Ejercicio breve: En el relato del hombre poseído en la región de Gerasa, ¿cuántos cerdos se ahogaron en el lago?

Fragmento proporcionado:
Mc 5, 1-20
En aquel tiempo, Jesús y sus discípulos llegaron a la otra orilla del lago, a la región de Gerasa.
En cuanto Jesús bajó de la barca, salió a su encuentro, procedente del cementerio, un hombre poseído por un espíritu impuro. Este hombre vivía en el cementerio y nadie había podido sujetarlo ni siquiera con cadenas. Muchas veces lo habían encadenado y sujetado con grilletes, pero siempre los había roto y ya nadie lograba dominarlo. Día y noche andaba entre las tumbas y por los montes, gritando y golpeándose con piedras.
Al ver de lejos a Jesús, echó a correr y fue a arrodillarse a sus pies, gritando con todas sus fuerzas:
—¡Déjame en paz, Jesús, Hijo del Dios Altísimo! ¡Por Dios te ruego que no me atormentes!
Y es que Jesús había dicho al espíritu impuro que saliera de aquel hombre.
Jesús le preguntó:
—¿Cómo te llamas?
Él contestó:
—Me llamo «Legión», porque somos muchos.
Y suplicaba insistentemente a Jesús que no los echara fuera de aquella región.
Al pie de la montaña estaba paciendo una gran piara de cerdos, y los espíritus rogaron a Jesús:
—Envíanos a los cerdos para que entremos en ellos.
Jesús se lo permitió, y los espíritus impuros salieron del hombre y entraron en los cerdos. Al instante, la piara se lanzó pendiente abajo hasta el lago, donde los cerdos, que eran unos dos mil, se ahogaron.

Datos proporcionados:
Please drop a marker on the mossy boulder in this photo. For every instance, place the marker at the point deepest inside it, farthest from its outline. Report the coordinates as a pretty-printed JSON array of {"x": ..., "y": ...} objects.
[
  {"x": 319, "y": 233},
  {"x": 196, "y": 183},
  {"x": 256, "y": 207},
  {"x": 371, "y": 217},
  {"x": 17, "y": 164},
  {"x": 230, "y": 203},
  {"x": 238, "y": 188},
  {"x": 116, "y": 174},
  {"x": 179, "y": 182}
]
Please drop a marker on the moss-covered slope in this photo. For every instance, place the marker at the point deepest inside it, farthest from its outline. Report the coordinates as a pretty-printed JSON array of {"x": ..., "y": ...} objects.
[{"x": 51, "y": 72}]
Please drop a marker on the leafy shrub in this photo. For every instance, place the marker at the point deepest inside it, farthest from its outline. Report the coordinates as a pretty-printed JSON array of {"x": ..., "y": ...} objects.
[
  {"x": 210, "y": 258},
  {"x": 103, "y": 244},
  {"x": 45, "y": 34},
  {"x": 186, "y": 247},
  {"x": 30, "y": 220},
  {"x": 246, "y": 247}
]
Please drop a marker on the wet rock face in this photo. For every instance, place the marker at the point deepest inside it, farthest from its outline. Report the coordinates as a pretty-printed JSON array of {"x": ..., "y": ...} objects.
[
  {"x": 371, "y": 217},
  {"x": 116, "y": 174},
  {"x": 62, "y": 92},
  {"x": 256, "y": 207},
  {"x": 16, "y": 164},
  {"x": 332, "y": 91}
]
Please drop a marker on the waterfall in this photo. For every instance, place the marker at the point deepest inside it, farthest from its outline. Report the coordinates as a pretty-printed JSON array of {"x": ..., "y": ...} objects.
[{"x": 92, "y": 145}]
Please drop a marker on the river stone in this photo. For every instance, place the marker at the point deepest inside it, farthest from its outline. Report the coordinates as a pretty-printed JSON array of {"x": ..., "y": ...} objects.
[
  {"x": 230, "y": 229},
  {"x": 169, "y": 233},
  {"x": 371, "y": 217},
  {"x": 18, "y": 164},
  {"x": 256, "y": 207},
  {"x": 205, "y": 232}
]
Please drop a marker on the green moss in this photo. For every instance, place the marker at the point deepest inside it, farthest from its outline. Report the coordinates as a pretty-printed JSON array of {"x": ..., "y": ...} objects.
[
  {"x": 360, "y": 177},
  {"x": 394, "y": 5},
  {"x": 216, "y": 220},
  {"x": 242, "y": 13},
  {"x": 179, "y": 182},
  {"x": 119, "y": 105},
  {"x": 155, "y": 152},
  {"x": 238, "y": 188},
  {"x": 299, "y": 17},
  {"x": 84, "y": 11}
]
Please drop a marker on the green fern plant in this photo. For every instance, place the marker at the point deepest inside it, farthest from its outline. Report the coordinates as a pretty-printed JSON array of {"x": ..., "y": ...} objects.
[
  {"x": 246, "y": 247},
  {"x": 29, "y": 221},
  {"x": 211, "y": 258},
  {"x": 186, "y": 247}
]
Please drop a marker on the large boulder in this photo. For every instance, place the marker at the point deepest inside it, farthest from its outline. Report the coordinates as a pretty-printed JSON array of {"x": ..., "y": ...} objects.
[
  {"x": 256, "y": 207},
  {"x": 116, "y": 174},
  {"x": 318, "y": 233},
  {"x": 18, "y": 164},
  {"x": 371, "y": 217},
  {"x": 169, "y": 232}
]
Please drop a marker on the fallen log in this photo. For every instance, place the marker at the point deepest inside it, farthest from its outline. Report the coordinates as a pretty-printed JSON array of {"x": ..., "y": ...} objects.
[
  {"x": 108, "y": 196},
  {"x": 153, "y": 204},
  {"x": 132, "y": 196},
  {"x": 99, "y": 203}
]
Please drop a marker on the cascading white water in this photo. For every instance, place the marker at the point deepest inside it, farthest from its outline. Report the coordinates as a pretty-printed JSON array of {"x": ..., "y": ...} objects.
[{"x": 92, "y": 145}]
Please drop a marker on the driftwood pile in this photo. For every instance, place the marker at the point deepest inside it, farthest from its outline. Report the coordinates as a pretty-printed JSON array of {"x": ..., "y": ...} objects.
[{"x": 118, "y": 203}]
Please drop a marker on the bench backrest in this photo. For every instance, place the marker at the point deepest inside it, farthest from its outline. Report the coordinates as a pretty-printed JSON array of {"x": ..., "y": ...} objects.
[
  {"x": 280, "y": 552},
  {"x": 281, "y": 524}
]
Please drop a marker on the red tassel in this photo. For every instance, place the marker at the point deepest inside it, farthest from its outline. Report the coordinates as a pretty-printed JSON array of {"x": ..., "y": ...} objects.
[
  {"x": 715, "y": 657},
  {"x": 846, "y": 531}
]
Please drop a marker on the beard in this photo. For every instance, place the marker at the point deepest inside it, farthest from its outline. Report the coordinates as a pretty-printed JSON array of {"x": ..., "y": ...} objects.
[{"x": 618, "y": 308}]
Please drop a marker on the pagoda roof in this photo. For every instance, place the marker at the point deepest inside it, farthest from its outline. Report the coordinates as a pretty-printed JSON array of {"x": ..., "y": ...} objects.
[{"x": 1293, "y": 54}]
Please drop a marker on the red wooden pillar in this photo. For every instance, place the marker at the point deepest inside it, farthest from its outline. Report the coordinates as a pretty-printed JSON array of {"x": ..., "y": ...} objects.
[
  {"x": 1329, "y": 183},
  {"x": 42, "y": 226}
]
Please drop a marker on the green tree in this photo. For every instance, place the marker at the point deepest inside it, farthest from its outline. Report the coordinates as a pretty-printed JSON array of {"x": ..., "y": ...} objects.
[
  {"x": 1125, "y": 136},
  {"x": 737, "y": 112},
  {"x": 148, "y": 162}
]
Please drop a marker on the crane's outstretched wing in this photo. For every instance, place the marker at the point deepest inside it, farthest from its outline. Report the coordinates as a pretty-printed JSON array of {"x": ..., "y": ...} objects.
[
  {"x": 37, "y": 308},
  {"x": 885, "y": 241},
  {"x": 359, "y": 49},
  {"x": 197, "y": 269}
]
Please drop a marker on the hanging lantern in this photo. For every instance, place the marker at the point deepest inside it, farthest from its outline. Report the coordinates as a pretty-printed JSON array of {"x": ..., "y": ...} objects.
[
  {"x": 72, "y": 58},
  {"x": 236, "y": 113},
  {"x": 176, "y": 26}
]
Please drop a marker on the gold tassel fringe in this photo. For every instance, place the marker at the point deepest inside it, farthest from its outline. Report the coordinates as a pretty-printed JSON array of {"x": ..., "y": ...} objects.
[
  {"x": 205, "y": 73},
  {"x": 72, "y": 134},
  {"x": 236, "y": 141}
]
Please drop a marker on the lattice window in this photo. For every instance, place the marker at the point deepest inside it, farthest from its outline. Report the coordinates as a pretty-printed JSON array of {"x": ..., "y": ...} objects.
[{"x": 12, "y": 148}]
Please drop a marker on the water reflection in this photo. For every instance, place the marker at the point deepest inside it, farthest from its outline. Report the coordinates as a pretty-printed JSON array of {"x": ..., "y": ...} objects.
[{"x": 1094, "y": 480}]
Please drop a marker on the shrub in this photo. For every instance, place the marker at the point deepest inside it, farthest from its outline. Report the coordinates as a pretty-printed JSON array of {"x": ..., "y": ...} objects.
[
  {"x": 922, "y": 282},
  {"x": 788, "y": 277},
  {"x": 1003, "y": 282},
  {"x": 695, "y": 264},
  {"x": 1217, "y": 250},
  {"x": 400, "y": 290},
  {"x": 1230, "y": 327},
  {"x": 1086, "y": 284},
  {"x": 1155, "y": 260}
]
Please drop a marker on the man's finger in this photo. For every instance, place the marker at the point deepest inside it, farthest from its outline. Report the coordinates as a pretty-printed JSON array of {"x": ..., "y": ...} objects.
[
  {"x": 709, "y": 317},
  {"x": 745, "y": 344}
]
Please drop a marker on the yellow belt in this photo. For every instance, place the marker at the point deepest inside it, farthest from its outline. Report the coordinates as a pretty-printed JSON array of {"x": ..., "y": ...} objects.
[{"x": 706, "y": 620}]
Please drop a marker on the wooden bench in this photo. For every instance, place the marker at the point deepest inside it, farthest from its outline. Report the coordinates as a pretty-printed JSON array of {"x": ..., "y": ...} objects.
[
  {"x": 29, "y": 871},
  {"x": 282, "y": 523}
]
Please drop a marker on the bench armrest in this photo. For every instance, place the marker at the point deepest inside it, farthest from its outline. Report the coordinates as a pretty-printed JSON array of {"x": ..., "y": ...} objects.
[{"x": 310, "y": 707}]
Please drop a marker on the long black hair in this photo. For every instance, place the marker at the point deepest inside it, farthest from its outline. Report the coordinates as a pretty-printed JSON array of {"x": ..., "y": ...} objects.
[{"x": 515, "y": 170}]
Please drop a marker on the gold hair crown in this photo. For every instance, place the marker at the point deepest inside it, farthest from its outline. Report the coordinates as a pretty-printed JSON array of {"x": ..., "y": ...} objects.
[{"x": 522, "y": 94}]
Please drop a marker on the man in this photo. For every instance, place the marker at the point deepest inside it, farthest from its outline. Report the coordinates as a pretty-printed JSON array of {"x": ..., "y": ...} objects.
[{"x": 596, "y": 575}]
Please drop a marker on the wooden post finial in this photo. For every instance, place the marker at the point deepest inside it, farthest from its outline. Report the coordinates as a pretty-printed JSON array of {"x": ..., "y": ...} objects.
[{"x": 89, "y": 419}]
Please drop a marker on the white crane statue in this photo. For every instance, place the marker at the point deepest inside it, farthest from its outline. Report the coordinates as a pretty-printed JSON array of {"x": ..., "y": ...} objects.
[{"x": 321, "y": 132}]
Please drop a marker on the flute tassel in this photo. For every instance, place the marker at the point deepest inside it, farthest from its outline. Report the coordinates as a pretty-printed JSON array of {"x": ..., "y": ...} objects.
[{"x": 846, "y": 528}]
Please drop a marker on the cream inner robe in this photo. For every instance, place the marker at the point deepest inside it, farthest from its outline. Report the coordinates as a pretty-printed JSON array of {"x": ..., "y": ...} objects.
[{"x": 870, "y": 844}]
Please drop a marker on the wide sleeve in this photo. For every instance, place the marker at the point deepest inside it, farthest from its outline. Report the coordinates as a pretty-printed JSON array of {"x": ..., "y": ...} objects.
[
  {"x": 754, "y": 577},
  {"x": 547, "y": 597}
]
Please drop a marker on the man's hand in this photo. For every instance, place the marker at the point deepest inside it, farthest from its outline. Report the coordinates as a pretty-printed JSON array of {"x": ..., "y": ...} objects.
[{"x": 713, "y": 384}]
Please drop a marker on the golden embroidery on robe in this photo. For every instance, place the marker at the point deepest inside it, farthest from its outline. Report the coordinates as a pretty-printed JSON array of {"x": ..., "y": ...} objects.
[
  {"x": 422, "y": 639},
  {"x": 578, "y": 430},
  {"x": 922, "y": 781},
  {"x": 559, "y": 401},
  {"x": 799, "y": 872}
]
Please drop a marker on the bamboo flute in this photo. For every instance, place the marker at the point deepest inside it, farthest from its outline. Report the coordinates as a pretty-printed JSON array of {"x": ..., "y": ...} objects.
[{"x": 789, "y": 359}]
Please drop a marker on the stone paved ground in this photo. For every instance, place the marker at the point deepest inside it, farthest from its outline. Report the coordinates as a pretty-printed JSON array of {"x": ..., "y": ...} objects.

Respuesta: Unos dos mil.